Each line from the one that contains "Task: annotate every instance of the young" to the end of the material must be set down exactly, and no line before it.

BEGIN ENTRIES

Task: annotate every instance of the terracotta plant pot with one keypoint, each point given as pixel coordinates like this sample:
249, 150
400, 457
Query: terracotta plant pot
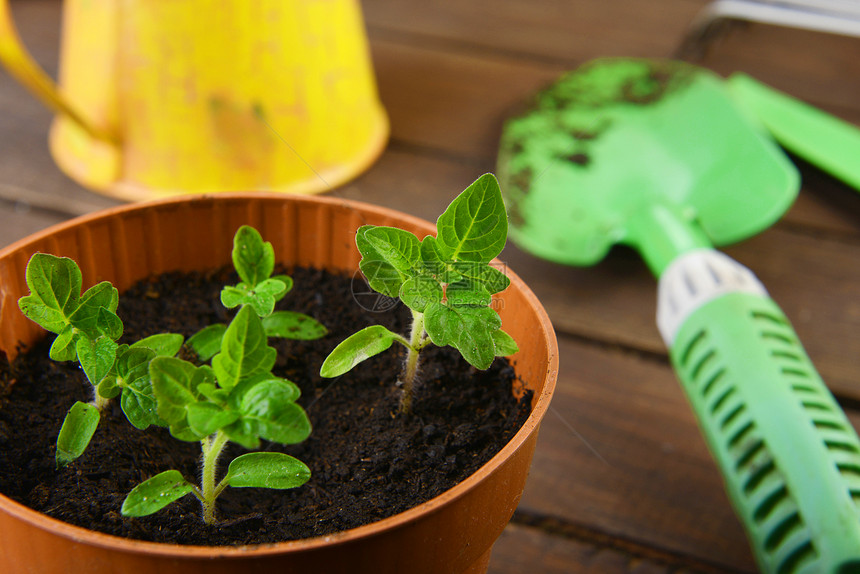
452, 533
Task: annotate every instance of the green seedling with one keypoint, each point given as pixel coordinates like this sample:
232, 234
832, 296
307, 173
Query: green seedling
87, 329
446, 281
236, 398
254, 261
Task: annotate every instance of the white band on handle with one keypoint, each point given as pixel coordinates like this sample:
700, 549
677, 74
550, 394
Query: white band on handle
692, 280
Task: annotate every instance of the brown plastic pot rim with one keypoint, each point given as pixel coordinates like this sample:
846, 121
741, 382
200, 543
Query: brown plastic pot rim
80, 534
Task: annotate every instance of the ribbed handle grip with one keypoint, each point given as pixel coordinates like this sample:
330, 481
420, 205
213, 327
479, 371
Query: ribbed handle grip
789, 456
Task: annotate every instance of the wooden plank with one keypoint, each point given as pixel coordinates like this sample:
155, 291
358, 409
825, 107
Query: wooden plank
620, 452
568, 31
816, 282
453, 102
28, 174
814, 66
615, 301
524, 549
457, 104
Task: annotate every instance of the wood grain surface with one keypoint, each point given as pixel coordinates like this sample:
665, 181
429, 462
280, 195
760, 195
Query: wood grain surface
622, 481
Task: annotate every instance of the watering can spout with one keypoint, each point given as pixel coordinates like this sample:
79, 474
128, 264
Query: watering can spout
97, 142
169, 98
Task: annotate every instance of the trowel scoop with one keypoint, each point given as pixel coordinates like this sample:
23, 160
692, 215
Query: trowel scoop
656, 155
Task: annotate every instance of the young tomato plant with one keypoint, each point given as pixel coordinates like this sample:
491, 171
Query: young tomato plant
446, 281
87, 329
236, 398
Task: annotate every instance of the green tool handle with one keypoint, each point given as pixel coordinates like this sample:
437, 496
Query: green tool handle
822, 139
789, 456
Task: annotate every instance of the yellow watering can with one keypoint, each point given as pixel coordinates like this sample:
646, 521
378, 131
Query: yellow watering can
166, 97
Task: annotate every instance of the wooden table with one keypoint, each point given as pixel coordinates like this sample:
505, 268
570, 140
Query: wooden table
622, 480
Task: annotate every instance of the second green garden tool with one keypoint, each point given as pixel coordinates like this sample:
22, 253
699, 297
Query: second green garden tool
656, 155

END ENTRIES

## COMPLETE RESPONSE
Task: annotate every instance of the young tomato plant with one keypoint, each point given as pixel coordinates like this sample:
491, 171
Query: young tomato plant
446, 281
87, 329
236, 398
Task: annotate every instance of the green tool handle with one keypoint, each point given as pixel coordinates like this sample:
437, 496
Query: green tool handle
822, 139
789, 456
Task: annotate every instance of the yellow watering can with one keypoint, each point given as pixel coordinates like this sample:
646, 521
378, 131
Query: yellow watering can
166, 97
Task: annotate every instance of the wooden table with one keypoint, each point given as pixel coordinates like this sample:
505, 268
570, 140
Query: wooden table
622, 480
Task: annotate every instance of the second green garden tool with one keypoint, each point given as pixel coordinates like this sample:
22, 253
699, 297
Query: second green garden tool
656, 155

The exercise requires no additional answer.